BEGIN STUDY MATERIAL
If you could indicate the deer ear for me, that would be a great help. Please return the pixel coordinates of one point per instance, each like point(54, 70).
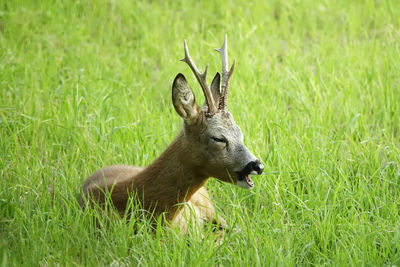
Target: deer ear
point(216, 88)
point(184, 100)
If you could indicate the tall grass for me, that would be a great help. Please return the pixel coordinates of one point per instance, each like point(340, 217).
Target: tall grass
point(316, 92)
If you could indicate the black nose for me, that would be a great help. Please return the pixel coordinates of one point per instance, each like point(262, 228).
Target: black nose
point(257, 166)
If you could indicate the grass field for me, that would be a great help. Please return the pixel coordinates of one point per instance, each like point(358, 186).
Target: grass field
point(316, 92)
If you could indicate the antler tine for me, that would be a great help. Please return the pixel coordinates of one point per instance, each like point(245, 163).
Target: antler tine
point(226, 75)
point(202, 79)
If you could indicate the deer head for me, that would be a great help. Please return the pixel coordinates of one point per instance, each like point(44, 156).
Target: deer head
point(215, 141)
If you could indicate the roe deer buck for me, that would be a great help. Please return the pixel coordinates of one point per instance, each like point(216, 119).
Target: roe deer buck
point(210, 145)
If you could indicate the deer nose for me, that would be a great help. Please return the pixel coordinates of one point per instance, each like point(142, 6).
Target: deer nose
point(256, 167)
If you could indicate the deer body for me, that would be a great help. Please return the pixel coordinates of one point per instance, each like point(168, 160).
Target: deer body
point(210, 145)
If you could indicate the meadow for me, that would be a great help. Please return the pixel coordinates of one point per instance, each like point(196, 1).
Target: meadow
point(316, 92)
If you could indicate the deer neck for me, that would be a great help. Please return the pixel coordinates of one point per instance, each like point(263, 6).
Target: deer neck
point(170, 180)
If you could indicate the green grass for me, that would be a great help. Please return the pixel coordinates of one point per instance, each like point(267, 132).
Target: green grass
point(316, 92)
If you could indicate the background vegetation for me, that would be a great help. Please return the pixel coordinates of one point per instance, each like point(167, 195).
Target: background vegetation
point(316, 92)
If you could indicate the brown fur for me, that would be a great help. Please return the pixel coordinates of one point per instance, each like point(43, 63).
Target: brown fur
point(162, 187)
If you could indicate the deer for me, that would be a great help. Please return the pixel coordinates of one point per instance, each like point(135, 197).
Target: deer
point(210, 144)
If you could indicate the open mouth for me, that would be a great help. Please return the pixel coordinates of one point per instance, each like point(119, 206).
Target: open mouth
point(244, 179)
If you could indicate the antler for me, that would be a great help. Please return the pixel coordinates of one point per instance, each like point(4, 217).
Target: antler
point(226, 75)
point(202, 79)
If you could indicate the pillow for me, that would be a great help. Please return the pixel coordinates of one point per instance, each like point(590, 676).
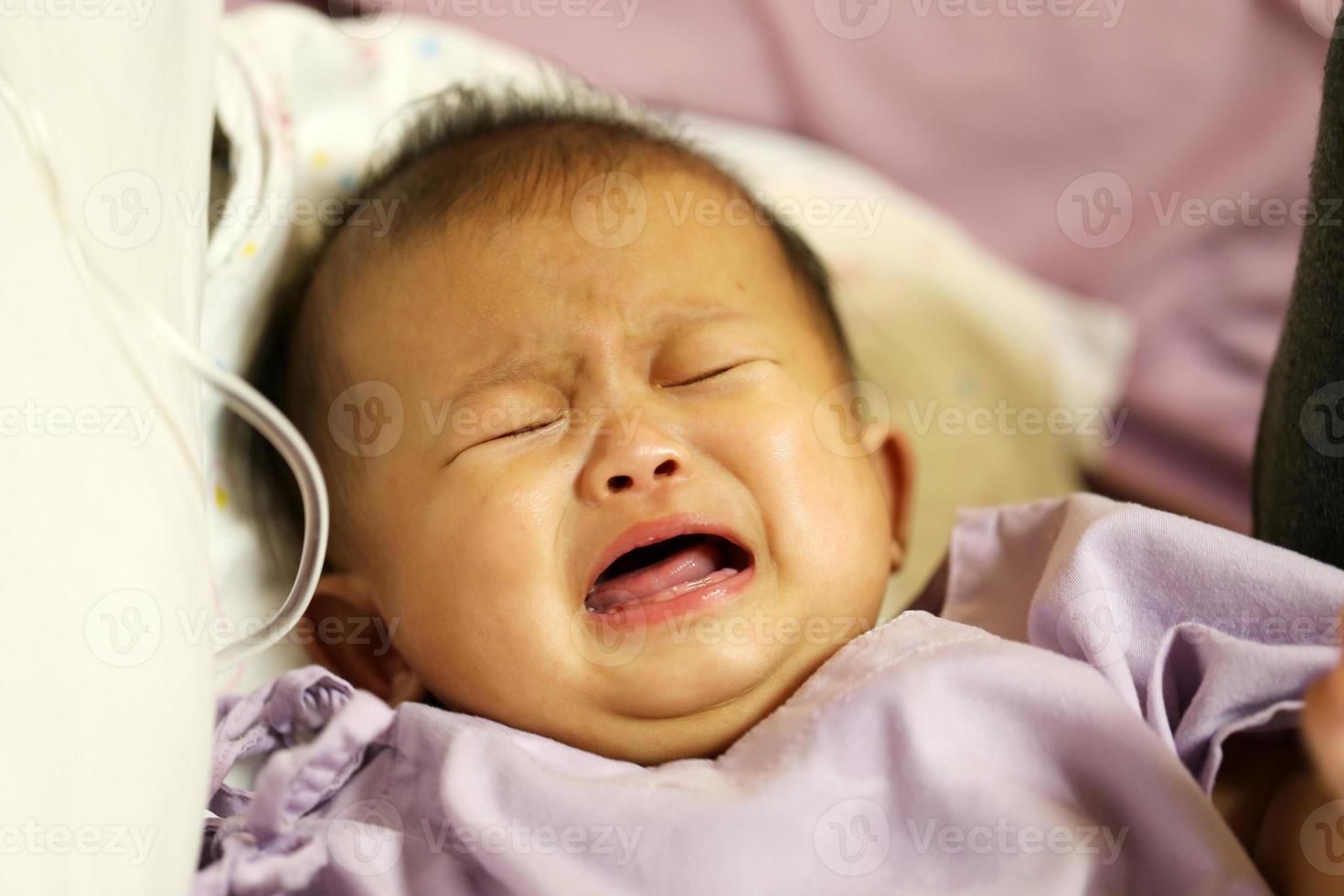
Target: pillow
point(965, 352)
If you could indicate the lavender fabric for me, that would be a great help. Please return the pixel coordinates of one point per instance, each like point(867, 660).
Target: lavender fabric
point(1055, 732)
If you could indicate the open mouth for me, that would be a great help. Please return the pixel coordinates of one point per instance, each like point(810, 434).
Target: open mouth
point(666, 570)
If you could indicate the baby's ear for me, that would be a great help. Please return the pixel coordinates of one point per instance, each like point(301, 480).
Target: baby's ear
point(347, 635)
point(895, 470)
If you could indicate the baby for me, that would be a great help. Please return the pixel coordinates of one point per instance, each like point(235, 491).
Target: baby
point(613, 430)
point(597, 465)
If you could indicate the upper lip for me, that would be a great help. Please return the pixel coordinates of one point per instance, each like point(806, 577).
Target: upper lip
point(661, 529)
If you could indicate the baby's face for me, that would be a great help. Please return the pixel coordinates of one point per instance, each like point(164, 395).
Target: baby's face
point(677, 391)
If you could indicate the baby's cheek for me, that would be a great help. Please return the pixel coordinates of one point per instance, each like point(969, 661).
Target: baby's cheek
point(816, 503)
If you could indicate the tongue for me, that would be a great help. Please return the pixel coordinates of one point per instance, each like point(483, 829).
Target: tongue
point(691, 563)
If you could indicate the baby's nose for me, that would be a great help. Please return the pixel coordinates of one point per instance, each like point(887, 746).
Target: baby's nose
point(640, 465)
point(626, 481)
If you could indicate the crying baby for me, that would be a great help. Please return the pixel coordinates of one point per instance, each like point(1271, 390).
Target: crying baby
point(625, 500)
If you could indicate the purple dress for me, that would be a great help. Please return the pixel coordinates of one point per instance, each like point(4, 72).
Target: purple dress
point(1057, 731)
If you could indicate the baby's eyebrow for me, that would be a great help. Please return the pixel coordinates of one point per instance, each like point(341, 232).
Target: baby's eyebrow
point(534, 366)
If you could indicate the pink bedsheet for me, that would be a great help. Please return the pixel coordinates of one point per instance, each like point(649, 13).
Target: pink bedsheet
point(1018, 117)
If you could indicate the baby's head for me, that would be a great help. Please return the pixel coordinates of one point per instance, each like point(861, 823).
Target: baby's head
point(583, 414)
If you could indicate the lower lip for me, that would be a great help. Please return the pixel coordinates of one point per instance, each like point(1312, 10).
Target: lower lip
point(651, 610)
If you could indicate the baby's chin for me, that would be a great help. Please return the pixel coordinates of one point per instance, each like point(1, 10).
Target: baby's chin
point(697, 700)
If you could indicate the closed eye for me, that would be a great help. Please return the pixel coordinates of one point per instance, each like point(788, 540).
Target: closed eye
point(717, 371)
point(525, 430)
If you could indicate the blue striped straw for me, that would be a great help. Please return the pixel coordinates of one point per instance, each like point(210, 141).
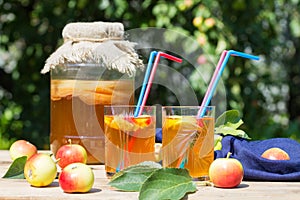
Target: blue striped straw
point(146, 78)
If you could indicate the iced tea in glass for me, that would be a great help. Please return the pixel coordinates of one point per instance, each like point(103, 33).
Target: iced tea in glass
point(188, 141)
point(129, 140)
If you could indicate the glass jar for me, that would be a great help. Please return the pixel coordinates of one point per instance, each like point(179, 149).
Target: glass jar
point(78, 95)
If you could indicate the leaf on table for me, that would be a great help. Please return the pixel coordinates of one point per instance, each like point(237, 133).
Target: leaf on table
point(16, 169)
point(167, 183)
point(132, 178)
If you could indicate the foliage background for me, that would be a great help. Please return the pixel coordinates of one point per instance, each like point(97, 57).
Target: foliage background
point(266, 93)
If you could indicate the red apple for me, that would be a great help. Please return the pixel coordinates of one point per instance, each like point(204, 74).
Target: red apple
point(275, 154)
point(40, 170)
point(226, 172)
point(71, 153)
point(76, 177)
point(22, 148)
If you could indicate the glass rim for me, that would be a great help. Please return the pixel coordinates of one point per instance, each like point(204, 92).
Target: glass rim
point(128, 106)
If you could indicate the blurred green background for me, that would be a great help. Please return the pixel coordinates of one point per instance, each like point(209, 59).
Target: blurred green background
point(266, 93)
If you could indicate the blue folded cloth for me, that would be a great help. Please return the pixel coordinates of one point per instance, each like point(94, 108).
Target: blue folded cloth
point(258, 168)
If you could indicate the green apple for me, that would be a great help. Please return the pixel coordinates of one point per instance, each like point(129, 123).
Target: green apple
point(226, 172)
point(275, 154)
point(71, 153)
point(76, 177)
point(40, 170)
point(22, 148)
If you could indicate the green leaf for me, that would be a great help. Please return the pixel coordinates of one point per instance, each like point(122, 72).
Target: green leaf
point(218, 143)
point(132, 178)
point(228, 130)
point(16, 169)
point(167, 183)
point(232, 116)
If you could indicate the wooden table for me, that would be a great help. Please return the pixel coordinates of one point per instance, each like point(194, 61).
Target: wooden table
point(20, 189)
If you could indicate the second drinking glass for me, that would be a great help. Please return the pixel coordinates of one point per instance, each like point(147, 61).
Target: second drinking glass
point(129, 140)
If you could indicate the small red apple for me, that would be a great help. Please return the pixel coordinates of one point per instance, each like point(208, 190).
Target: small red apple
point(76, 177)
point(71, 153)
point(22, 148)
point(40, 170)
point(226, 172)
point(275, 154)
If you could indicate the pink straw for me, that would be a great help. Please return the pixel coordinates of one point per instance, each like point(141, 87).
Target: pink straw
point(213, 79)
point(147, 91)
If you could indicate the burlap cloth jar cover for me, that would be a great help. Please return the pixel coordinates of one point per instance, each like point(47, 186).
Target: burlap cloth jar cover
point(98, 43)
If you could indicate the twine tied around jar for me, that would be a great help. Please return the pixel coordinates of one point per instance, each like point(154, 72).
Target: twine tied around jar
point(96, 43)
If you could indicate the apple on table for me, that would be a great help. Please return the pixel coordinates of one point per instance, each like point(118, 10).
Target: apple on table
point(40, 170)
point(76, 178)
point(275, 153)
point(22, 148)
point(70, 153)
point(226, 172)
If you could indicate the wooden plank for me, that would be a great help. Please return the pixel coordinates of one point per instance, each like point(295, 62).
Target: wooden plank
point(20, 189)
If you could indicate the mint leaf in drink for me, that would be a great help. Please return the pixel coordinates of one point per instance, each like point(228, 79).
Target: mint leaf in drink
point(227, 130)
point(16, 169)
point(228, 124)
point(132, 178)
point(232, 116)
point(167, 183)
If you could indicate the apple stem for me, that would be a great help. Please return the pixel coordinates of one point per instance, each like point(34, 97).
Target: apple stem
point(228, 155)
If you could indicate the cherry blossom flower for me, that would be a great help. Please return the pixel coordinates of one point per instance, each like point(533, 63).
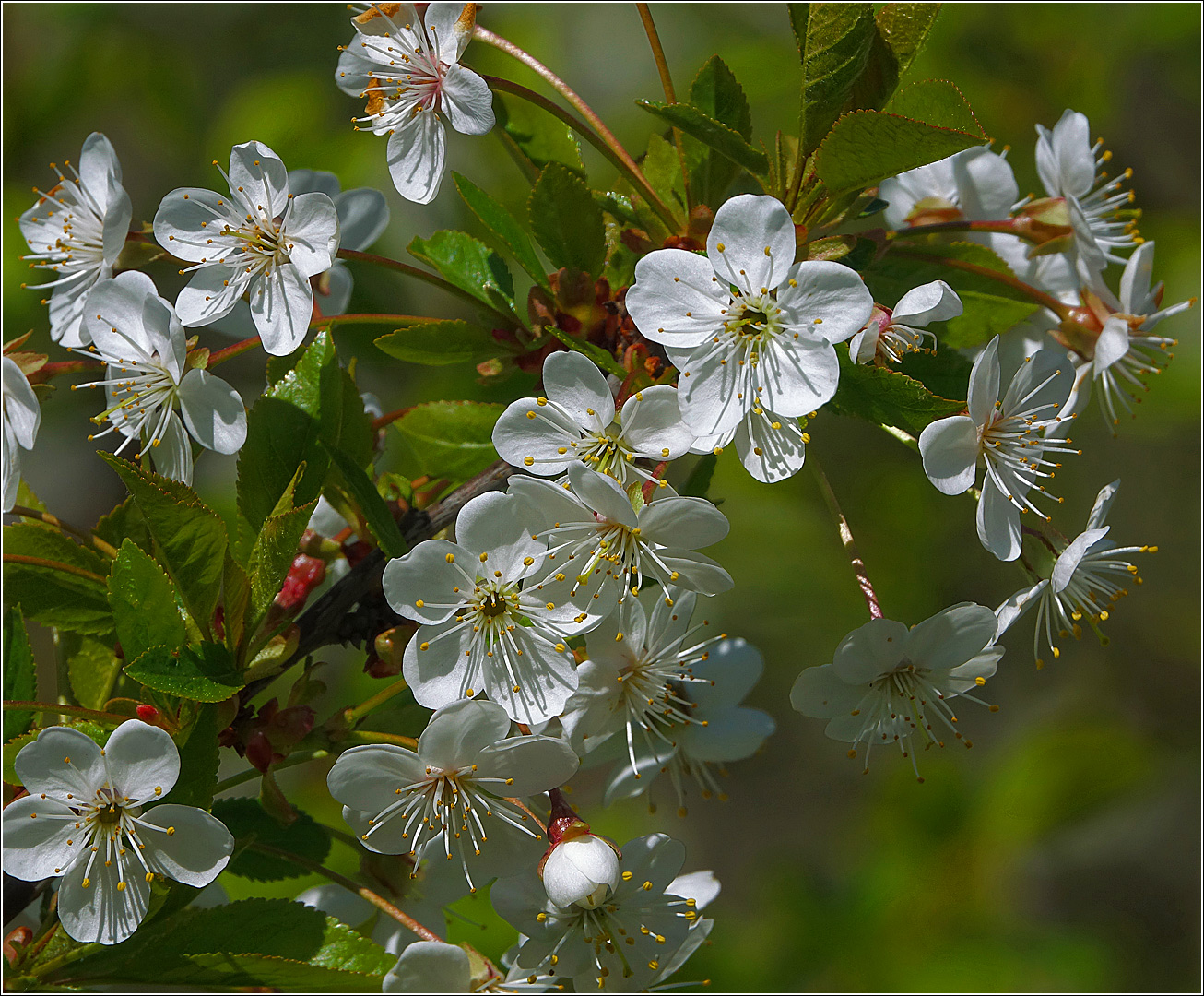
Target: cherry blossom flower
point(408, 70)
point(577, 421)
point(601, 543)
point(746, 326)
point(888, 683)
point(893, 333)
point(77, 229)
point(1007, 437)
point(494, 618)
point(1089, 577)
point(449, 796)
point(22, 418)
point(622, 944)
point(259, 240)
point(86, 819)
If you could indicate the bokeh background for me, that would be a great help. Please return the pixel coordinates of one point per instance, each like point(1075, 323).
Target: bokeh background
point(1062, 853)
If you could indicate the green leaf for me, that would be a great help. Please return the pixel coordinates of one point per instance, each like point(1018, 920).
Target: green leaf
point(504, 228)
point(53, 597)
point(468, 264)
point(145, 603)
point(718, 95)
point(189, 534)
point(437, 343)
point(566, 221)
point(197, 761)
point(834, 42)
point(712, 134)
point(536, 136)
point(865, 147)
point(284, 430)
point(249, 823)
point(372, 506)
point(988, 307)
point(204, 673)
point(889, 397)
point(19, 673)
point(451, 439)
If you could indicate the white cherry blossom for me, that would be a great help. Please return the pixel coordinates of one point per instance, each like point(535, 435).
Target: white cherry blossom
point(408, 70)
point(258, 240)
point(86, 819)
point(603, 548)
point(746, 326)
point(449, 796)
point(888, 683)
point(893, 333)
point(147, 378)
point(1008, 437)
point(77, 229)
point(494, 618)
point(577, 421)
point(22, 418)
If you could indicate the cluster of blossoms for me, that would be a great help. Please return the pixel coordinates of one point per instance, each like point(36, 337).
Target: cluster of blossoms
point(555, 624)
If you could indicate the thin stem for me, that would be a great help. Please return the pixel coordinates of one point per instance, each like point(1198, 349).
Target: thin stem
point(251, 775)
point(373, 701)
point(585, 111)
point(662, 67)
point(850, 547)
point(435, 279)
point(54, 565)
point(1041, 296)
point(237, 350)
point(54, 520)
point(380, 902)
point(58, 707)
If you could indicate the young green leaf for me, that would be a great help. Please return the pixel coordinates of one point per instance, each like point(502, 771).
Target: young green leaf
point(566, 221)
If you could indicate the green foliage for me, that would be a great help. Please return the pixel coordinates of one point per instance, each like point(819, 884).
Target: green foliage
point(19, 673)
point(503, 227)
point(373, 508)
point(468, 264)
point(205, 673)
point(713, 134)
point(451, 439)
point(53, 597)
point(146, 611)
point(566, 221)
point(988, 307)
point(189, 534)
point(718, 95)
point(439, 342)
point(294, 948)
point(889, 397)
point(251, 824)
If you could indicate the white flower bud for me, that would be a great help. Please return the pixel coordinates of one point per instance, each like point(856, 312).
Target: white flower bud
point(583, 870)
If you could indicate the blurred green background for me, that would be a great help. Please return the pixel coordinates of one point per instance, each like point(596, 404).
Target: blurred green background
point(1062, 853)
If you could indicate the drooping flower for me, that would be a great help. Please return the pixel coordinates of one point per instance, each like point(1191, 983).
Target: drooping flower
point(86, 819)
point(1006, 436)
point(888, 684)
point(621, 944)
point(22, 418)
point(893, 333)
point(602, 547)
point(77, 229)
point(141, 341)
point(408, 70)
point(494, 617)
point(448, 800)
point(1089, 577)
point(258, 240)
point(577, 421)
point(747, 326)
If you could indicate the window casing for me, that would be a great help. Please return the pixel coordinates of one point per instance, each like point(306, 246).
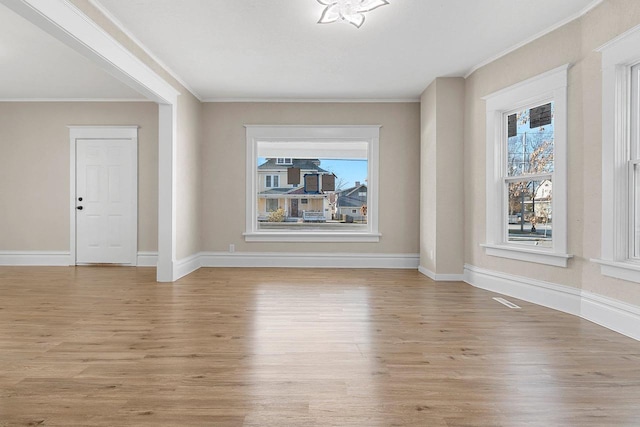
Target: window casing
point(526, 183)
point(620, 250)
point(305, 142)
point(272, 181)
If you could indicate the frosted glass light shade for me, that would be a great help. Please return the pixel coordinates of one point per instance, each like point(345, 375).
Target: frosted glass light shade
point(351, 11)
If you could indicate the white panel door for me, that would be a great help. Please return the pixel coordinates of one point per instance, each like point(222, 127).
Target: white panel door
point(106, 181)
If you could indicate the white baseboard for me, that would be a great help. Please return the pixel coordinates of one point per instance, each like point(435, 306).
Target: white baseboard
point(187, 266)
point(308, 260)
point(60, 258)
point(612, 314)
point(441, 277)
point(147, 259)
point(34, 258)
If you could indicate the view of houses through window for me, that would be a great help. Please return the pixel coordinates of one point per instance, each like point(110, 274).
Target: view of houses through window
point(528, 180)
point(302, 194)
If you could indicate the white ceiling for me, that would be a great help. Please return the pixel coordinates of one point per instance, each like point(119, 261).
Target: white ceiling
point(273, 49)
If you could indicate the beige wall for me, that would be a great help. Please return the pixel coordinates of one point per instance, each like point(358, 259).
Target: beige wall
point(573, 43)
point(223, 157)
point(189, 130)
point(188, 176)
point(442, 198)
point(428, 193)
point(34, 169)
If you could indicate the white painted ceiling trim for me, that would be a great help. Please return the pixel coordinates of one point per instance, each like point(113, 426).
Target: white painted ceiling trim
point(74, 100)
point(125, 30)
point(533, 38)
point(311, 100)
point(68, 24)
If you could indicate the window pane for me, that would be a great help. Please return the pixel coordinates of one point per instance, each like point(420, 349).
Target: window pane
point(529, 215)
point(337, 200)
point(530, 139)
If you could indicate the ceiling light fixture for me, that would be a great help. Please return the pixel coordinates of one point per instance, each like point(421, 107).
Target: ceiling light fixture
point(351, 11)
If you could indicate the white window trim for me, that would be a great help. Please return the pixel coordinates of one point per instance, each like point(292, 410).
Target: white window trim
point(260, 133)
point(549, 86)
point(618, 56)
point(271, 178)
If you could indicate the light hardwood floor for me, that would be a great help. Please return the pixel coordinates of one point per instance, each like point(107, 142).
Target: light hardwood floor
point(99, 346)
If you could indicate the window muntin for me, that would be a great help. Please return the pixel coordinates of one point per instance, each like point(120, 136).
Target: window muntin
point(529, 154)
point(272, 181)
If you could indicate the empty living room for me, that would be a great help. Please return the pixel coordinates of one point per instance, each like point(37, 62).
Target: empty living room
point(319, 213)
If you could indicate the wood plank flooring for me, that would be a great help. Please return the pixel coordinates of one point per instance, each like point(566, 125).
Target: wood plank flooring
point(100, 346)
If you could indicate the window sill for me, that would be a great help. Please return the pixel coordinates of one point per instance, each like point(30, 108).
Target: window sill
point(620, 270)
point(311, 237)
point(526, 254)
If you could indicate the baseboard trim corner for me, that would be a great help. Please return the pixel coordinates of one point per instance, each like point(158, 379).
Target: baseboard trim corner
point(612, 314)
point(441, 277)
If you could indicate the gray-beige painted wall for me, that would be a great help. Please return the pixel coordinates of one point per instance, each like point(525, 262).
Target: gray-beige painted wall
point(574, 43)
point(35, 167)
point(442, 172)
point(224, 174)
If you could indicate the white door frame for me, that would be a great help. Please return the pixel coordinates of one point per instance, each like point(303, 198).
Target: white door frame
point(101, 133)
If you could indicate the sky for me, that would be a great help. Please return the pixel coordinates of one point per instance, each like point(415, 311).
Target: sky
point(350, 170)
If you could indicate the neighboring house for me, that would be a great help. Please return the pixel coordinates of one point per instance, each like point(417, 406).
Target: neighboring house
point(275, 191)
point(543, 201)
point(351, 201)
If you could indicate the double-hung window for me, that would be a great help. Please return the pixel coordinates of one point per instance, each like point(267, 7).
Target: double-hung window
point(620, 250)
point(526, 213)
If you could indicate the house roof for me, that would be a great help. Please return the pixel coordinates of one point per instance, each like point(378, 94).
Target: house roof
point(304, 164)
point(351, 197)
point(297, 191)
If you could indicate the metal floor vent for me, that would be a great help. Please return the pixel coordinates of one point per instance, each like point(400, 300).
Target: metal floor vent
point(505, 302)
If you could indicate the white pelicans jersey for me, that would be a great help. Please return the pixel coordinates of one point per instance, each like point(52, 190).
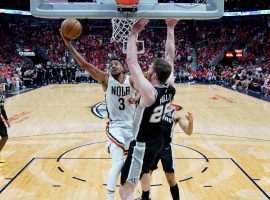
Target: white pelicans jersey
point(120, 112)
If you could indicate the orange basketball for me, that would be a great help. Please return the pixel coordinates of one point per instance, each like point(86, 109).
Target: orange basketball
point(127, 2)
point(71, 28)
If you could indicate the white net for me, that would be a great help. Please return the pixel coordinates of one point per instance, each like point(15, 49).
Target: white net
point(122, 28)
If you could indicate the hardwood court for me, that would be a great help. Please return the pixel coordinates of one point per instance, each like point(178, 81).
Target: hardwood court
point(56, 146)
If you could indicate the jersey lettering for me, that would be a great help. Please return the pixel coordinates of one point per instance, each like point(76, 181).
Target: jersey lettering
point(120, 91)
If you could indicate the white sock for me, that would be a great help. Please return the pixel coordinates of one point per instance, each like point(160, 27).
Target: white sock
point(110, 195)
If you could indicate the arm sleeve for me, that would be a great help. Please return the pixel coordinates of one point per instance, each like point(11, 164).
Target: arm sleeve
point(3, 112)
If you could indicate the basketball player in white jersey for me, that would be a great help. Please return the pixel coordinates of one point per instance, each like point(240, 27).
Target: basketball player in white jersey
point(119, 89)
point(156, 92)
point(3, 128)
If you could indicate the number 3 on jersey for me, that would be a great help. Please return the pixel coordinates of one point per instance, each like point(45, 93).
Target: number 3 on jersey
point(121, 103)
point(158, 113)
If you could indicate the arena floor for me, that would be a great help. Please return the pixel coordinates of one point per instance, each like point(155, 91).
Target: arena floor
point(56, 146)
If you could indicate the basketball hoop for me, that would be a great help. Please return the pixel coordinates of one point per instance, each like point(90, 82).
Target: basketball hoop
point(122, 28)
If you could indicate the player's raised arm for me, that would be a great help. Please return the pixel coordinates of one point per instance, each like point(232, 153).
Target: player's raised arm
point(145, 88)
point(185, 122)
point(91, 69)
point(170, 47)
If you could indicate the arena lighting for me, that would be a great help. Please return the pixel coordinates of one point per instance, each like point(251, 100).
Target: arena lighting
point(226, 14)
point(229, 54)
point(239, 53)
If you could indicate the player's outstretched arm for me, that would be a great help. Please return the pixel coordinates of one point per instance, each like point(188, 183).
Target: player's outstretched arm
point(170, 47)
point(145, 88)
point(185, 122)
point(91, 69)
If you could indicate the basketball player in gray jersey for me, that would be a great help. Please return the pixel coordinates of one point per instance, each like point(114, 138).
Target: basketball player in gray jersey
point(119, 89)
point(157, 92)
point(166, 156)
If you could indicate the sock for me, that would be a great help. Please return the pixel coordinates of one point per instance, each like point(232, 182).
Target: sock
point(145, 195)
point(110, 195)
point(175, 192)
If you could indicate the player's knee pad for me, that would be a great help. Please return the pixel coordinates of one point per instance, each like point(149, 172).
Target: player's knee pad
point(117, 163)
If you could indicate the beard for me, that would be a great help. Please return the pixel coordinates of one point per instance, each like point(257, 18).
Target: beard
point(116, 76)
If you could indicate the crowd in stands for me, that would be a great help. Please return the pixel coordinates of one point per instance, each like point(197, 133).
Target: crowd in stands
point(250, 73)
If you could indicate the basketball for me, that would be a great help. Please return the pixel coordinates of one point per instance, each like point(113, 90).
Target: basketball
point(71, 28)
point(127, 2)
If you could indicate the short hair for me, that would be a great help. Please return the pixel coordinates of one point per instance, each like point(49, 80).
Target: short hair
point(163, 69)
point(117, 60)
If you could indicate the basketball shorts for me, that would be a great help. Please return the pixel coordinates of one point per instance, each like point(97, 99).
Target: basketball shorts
END STUDY MATERIAL
EXERCISE GOAL ▸ What are the lines, exactly as written above, from the line with "Target: wood plank flooring" to the line with "If you could indicate the baseboard", both included? Output only those.

ANSWER SECTION ▸
Target: wood plank flooring
point(100, 346)
If you could indicate the window sill for me, that would be a great help. Please return the pixel coordinates of one point per instance, each like point(30, 108).
Target: window sill
point(620, 270)
point(311, 237)
point(526, 254)
If you could indicate the baseboard trim corner for me, that would be a great help. Please return the pixel coordinates of one point per instance, each like point(158, 379).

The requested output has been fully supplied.